◆ YANG DIMINTA:
Tuliskan kembali seluruh baris data di bawah, termasuk permintaannya. Kalikan setiap koordinat pada jawaban dengan 1,1, lalu bulatkan ke bilangan bulat terdekat dengan nilai setengah dibulatkan ke atas. Jangan sertakan gambarnya.

◆ DAFTAR DATA:
* * *

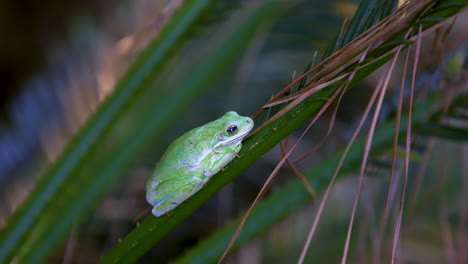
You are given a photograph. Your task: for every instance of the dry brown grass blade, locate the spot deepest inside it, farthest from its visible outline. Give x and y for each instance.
(330, 127)
(332, 181)
(332, 66)
(368, 144)
(463, 222)
(377, 249)
(273, 174)
(330, 185)
(408, 146)
(298, 173)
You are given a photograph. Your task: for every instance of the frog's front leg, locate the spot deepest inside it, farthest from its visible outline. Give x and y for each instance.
(220, 158)
(165, 198)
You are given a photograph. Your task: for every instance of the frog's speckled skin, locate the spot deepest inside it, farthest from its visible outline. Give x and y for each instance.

* * *

◆ HASIL TUGAS:
You are given a photograph. Your task: for every instance of the dry brown grass blade, locate the spot deepest inside it, farthest from its visible outline. Give x and y for each instance.
(363, 140)
(365, 199)
(365, 73)
(405, 158)
(509, 244)
(415, 274)
(300, 191)
(363, 204)
(449, 161)
(328, 190)
You are given a photograph. Your task: for every instance of the frog's front leg, locate the spot deepest inside it, farthest from its visible outline. Give x and y for each instance.
(242, 174)
(182, 218)
You are given a photograph. Your task: for every instance of the frog's speckled skin, locate the spot deepest inside it, farthest from its visible outline. Give x and y for each instance.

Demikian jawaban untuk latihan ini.